Um raio pode cair duas vezes no mesmo lugar? Na ginástica artística brasileira, tudo indica que sim. À base de saltos acrobáticos e piruetas arrojadas, um gaúcho começa a trilhar um caminho de sucesso na modalidade.
O talento incomum de João Lucas Prunes Vieira, 16 anos, já o levou à seleção juvenil. Neste domingo (30), o atleta da Sogipa briga por medalha no salto no Campeonato Mundial da categoria, que está sendo disputado em Györ, na Hungria. Na quinta-feira (27), o garoto avançou à final do aparelho com a quinta melhor nota.
Por coincidência, a história de João Vieira espelha-se em certos aspectos à trajetória de uma conterrânea consagrada, Daiane dos Santos, a primeira representante do país, no masculino e no feminino, a conquistar o ouro em Mundial. Tanto a ex-ginasta quanto João foram descobertos por acaso, enquanto brincavam na rua. A história de Daiane é conhecida de todos: avistada aos 11 anos por uma técnica na pracinha de uma escola do bairro Menino Deus, logo foi convidada a treinar no Grêmio Náutico União.
Já o jovem atleta foi garimpado aos nove anos em uma praça debaixo do viaduto que passa sobre a Avenida Benjamin Constant, no bairro São João. Ao aproveitar a presença de uma trupe circense que montara aparelhos para treinos de acrobacias no local, o menino começou a executar mortais para espanto do grupo de malabaristas e de motoristas que transitavam pelas imediações.

#### Segmento de dados:

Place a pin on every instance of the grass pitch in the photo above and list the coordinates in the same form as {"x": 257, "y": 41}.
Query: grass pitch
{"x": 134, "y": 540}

#### Instrução A:
Informe se cada afirmação está de acordo com a reportagem sobre o ginasta gaúcho, respondendo sim ou não e citando literalmente as palavras decisivas: (i) João Vieira tem 16 anos; (ii) João Vieira chegou à final do salto com a melhor nota; (iii) Daiane dos Santos foi descoberta aos nove anos.
#### Instrução B:
Redija a continuação da reportagem sobre o ginasta gaúcho, partindo do ponto em que ela se interrompe.
A listagem não tem qualquer papel no que aqui se solicita.

#### Resposta escrita A:
(i) Sim: "João Lucas Prunes Vieira, 16 anos".
(ii) Não: "o garoto avançou à final do aparelho com a quinta melhor nota".
(iii) Não: "avistada aos 11 anos por uma técnica na pracinha de uma escola do bairro Menino Deus".

#### Resposta escrita B:
Não demorou para um integrante da companhia gravar em vídeo os movimentos do guri e divulgá-lo na internet. Ao ver as imagens, o ex-ginasta e conselheiro da Sogipa Nelson Saul, já falecido, não hesitou: rumou à praça para conhecer o prodígio e convidá-lo a ingressar na escolinha do clube.
A ginástica formou minha personalidade, me tornou uma pessoa melhor. Quero ser reconhecido como um grande ginasta, quero ser um exemplo para outros meninos.
JOÃO LUCAS PRUNES VIEIRA
Ginasta da Sogipa e da seleção
Em seu primeiro dia na Sogipa, João Vieira teve de passar pelo exigente crivo de Vardan Movsisyan, um ex-ginasta da extinta União Soviética radicado em Porto Alegre há quase 25 anos. Armênio naturalizado brasileiro, o técnico pediu para o aprendiz executar flic-flacs no tablado. O atleta diverte-se hoje com o diálogo travado no ginásio.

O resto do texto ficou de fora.